**Task data**
※
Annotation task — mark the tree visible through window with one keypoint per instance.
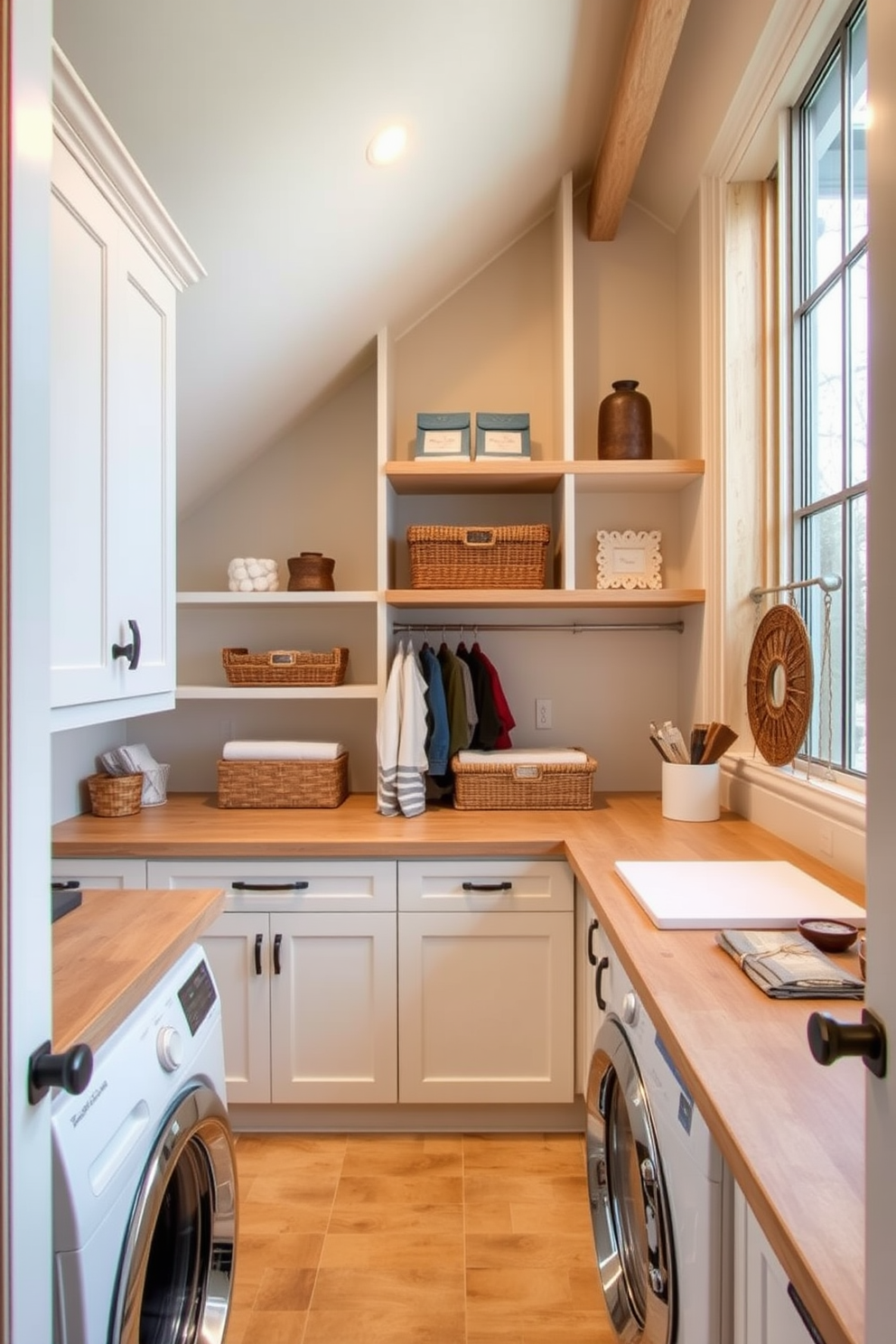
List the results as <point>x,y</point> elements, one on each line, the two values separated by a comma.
<point>829,394</point>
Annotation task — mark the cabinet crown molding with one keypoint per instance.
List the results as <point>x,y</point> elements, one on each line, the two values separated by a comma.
<point>88,135</point>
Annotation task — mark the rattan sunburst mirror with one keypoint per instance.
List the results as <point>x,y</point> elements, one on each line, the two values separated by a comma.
<point>779,685</point>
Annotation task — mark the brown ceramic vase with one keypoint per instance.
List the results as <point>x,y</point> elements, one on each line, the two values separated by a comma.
<point>625,426</point>
<point>311,573</point>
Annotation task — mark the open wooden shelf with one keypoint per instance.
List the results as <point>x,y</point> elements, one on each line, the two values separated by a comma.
<point>546,598</point>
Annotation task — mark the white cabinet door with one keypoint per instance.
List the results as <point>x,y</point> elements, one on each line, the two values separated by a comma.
<point>239,953</point>
<point>123,873</point>
<point>333,1011</point>
<point>485,1007</point>
<point>764,1312</point>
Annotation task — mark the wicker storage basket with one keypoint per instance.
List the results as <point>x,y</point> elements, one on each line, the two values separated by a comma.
<point>285,667</point>
<point>505,785</point>
<point>479,556</point>
<point>115,795</point>
<point>283,784</point>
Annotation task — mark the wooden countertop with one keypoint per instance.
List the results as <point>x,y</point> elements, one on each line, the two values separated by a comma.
<point>791,1132</point>
<point>110,952</point>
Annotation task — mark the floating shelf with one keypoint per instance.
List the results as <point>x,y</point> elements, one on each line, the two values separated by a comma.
<point>546,600</point>
<point>280,598</point>
<point>527,477</point>
<point>277,693</point>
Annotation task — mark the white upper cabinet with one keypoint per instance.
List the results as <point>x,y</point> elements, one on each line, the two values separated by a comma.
<point>117,265</point>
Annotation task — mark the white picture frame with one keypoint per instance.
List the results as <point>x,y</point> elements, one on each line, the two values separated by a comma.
<point>629,559</point>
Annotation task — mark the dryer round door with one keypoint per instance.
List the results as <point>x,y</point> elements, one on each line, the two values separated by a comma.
<point>178,1264</point>
<point>629,1204</point>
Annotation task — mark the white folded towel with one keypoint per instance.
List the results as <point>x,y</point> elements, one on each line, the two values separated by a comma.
<point>526,756</point>
<point>283,751</point>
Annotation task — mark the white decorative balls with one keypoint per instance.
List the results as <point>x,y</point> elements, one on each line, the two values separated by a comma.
<point>251,575</point>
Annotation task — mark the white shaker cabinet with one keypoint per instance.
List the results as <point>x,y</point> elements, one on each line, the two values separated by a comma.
<point>305,963</point>
<point>117,265</point>
<point>485,981</point>
<point>764,1310</point>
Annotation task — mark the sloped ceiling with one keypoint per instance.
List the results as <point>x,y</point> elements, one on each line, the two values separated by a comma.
<point>250,120</point>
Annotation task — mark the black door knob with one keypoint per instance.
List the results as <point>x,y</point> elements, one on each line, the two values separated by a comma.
<point>830,1039</point>
<point>129,650</point>
<point>70,1070</point>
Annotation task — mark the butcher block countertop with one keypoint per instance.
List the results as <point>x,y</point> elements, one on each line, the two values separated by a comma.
<point>110,952</point>
<point>790,1131</point>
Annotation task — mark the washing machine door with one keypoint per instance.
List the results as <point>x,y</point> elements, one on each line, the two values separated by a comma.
<point>178,1264</point>
<point>629,1204</point>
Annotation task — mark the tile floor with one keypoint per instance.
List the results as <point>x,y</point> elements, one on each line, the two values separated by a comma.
<point>415,1239</point>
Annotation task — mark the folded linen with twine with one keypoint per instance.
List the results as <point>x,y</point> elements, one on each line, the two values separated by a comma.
<point>786,966</point>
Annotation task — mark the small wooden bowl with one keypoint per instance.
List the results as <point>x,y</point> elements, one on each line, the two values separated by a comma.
<point>829,934</point>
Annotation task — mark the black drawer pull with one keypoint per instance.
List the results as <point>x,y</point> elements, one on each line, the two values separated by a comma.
<point>598,983</point>
<point>269,886</point>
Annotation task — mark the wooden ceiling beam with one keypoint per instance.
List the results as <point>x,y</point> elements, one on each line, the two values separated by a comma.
<point>652,44</point>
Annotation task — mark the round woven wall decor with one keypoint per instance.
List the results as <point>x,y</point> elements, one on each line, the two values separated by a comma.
<point>779,685</point>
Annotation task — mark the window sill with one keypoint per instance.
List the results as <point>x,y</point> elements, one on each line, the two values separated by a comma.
<point>825,798</point>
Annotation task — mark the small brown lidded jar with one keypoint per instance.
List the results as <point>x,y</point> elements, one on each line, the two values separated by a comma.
<point>311,572</point>
<point>625,424</point>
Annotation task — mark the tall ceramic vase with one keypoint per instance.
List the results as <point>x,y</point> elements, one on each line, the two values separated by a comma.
<point>625,426</point>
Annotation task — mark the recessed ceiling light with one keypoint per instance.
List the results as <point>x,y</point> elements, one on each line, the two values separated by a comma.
<point>387,145</point>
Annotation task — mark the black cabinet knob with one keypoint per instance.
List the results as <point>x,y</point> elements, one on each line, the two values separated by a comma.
<point>129,650</point>
<point>830,1039</point>
<point>70,1070</point>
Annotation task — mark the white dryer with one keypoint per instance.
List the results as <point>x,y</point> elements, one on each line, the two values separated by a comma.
<point>144,1178</point>
<point>661,1198</point>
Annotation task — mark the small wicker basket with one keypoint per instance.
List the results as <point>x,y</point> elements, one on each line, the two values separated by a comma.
<point>504,785</point>
<point>479,556</point>
<point>285,667</point>
<point>283,784</point>
<point>115,795</point>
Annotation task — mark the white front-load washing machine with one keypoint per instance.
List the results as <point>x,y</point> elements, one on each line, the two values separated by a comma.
<point>661,1198</point>
<point>144,1178</point>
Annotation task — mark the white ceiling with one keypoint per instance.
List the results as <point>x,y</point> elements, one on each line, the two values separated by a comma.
<point>250,120</point>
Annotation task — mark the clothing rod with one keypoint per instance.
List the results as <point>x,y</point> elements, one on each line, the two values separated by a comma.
<point>474,627</point>
<point>829,583</point>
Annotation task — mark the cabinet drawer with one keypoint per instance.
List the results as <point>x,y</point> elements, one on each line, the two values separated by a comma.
<point>126,873</point>
<point>284,884</point>
<point>485,884</point>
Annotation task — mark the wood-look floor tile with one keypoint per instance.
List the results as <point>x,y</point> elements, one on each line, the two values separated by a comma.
<point>424,1219</point>
<point>495,1291</point>
<point>400,1160</point>
<point>285,1291</point>
<point>567,1217</point>
<point>269,1328</point>
<point>490,1217</point>
<point>531,1250</point>
<point>523,1187</point>
<point>399,1252</point>
<point>424,1291</point>
<point>290,1250</point>
<point>383,1325</point>
<point>258,1153</point>
<point>551,1327</point>
<point>283,1219</point>
<point>355,1191</point>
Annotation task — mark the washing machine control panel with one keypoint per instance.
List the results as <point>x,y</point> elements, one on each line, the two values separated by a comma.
<point>170,1049</point>
<point>196,997</point>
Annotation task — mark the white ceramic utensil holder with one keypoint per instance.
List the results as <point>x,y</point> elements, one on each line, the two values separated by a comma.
<point>691,792</point>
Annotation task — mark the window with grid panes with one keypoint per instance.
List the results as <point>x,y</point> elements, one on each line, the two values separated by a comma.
<point>829,391</point>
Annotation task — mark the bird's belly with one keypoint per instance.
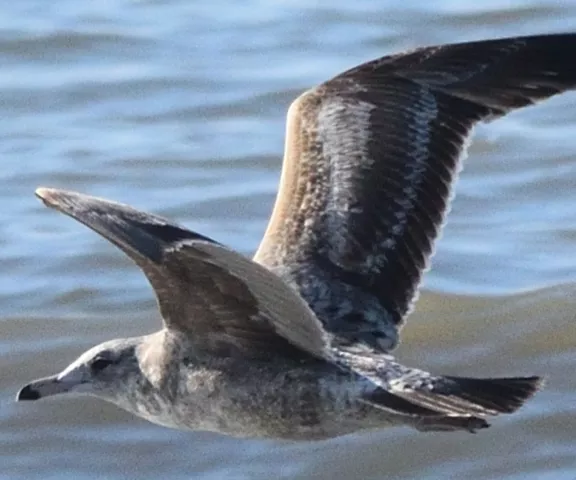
※
**Exercise objective**
Repeat every one of the rows above with "Annotation task" replaced by "Labeling job" and nothing else changed. Leave the pictures out.

**Written solution**
Labeling job — mark the tree visible through window with one keypoint per instance.
List the results as <point>x,y</point> elements, one on each line, the two values separated by a comma.
<point>829,394</point>
Labeling job — mark the cabinet crown molding with one keypoint per instance.
List the results as <point>x,y</point> elements, one on each line, the two values separated by a comma.
<point>88,135</point>
Labeling job — mark the rattan sunburst mirror with one keypoint per instance.
List the results as <point>x,y</point> elements, one on each line, the two values separated by a comma.
<point>779,685</point>
Labeling job — mark the brown ceramic vase with one keypoint per instance.
List the results as <point>x,y</point> elements, one on each line, the two values separated by a comma.
<point>625,426</point>
<point>311,573</point>
Labeling job — mark the open wooden shelf with one keypoint per instance.
List the results as <point>x,y</point> elements, one on each line, the two values separated by a comma.
<point>546,598</point>
Labeling job — mark the white cabinet door with one keypoint per instance.
List the results as <point>x,y</point> elements, one on each line, the two values separated by a comma.
<point>239,953</point>
<point>123,873</point>
<point>333,1011</point>
<point>485,1007</point>
<point>764,1312</point>
Labeling job — mark the wicker storage basket with one keypoint per instance.
List the results as <point>x,y</point> elements, one on each line, the two values separated by a comma.
<point>285,667</point>
<point>505,785</point>
<point>479,556</point>
<point>115,795</point>
<point>283,784</point>
Labeling job — mark the wooden countertop with one keypoint per instance.
List the results as <point>x,y</point> elements, one on each line, the two values separated by a comma.
<point>791,1132</point>
<point>110,952</point>
Labeling job — mark the floating shelf with one keypoint per instance.
List the results as <point>x,y</point> elements, one on each line, the two values separated by a comma.
<point>546,600</point>
<point>280,598</point>
<point>527,477</point>
<point>277,693</point>
Labeling job — mark the white upper cabinet with one keypoint per instance.
List the results as <point>x,y</point> elements, one on each line, the two values separated by a comma.
<point>117,265</point>
Labeling job — mark the white picture frame with one keypoint per instance.
List the results as <point>x,y</point> elements, one on each line, the two values separated by a comma.
<point>629,559</point>
Labeling job — mark the dryer round door with one keypoint per instance.
List the results as <point>x,y</point> elements, one on each line, the two values separated by a comma.
<point>178,1264</point>
<point>629,1204</point>
Labeling job — mark the white folded towel with one keypoint per instance.
List the results as <point>x,y</point> elements, one on each line, the two values separated by a comma.
<point>526,756</point>
<point>283,751</point>
Labeling job — mark the white decorative balls with one keypoint per instance.
List the results as <point>x,y</point> elements, one on each line, the two values separated by a comma.
<point>251,575</point>
Labeling job — mark the white shaker cabinet with one keypoint per instance.
List the results as <point>x,y</point> elements, one on each line, the two values separated by a comma.
<point>305,963</point>
<point>117,265</point>
<point>485,981</point>
<point>764,1310</point>
Labeling job — mark the sloped ceiling with one keypoint per instance.
List the results as <point>x,y</point> elements, one on each line, the two values separated by a comma.
<point>250,120</point>
Labeling job — mark the black door knob with one keypoint per instance.
List the results as <point>x,y</point> elements, one on each line, the two values separated by a comma.
<point>830,1039</point>
<point>129,650</point>
<point>70,1070</point>
Labeling job — mark the butcher block countertop with one keypoint per instance.
List the results as <point>x,y</point> elements, one on each line, the two values separated by a comma.
<point>110,952</point>
<point>790,1131</point>
Labeling job — mark the washing machine door with one keypoint per instance.
List the results as <point>x,y</point> elements, one on each line, the two values separated by a comma.
<point>178,1264</point>
<point>629,1204</point>
Labeling job — mark the tile floor with one keypoint per instance.
List the results as <point>x,y</point> elements, one on each line, the two values separated by a comma.
<point>415,1239</point>
Labeling job — mark the folded linen with twine with one keypoint per instance.
List the results as <point>x,y</point> elements, one on each line, the two values separated by a comma.
<point>786,966</point>
Labeling job — mark the small wooden bowl with one keypoint per instance.
List the results as <point>x,y</point> elements, one on each line, the two values separated by a comma.
<point>829,934</point>
Labeling job — mark the black drawer pull with one keypoint per instance.
List the results as <point>x,y</point> elements, one on each line, the two values separated by a comma.
<point>598,983</point>
<point>269,886</point>
Labeling job — mark the wooden ceiling beam with one keypoint per instance.
List the results as <point>x,y</point> elements, one on each line, the two values separated by a comma.
<point>652,44</point>
Labeling job — mark the round woven wall decor with one keypoint per instance.
List the results as <point>x,y</point> elements, one on each line, the two values separated by a comma.
<point>779,685</point>
Labeling job — mark the window sill with one keypoint per instance.
List the results as <point>x,y</point> elements, one on each line, the two values separated by a comma.
<point>825,798</point>
Labeling job — mark the small brown lidded jar with one keypoint per instance.
List the results as <point>x,y</point> elements, one on each line, the two values separated by a comma.
<point>311,572</point>
<point>625,424</point>
Labeling job — mark the tall ceramic vase with one keypoint per instance.
List the results as <point>x,y</point> elements, one on each line, the two values separated by a comma.
<point>625,426</point>
Labeling job — mark the recessed ceiling light with one keypoint per instance.
List the results as <point>x,y</point> elements, one on each line, the two values separated by a comma.
<point>387,145</point>
Labeling job — mark the black cabinet knob with one keypoint per instance.
List the results as <point>x,y</point> elements, one on each line, the two values separated by a comma.
<point>129,650</point>
<point>830,1039</point>
<point>70,1070</point>
Labeling job — mark the white dryer with one keypoint per instance.
List the results as <point>x,y</point> elements, one on each line, the two values separated by a comma.
<point>144,1178</point>
<point>661,1198</point>
Labeling job — mark the small wicker basket with one keypoint per instance.
List the results as <point>x,y</point> elements, one on each line, the two values separated by a comma.
<point>504,785</point>
<point>479,556</point>
<point>285,667</point>
<point>283,784</point>
<point>115,795</point>
Labeling job — mark the white front-load washing machine with one keypoint per instance.
List the results as <point>x,y</point> elements, one on each line, the two values separated by a comma.
<point>661,1198</point>
<point>144,1178</point>
Labeling job — mark the white ceiling with one keypoint per instance.
List the results as <point>x,y</point> elements, one on each line, the two values separated by a comma.
<point>250,120</point>
Labeling job — mark the clothing rod with one keypoint per instance.
List the results as <point>x,y</point> elements, one on each line, the two values separated by a comma.
<point>474,627</point>
<point>829,583</point>
Labeling job — mark the cabinet drawer with one keypoint per instance.
List the results as <point>x,y</point> elements, one on each line, the two values separated by a comma.
<point>126,873</point>
<point>284,884</point>
<point>485,884</point>
Labeling job — mark the wood-look floor tile with one keypoint per instance.
List the results as <point>x,y</point> elements, one on each line, the two values separated by a comma.
<point>424,1219</point>
<point>495,1291</point>
<point>400,1160</point>
<point>285,1291</point>
<point>567,1217</point>
<point>269,1328</point>
<point>490,1217</point>
<point>531,1250</point>
<point>523,1187</point>
<point>399,1252</point>
<point>424,1291</point>
<point>290,1250</point>
<point>383,1325</point>
<point>258,1153</point>
<point>551,1327</point>
<point>283,1219</point>
<point>355,1191</point>
Labeling job — mark the washing machine control panel with one keypoint per instance.
List the results as <point>x,y</point> elements, one on each line, the two values separated by a comma.
<point>170,1049</point>
<point>196,997</point>
Labeling job — mark the white ceramic utensil holder with one keypoint per instance.
List the results as <point>x,y</point> elements, one on each line, the two values separated by a comma.
<point>691,792</point>
Labeling job — mark the window with grid panes with one keypoint per instance.
List the results as <point>x,y</point> elements, one on each line, the two values separated by a comma.
<point>829,391</point>
Labeling job — mark the bird's belly with one keypoint per instance.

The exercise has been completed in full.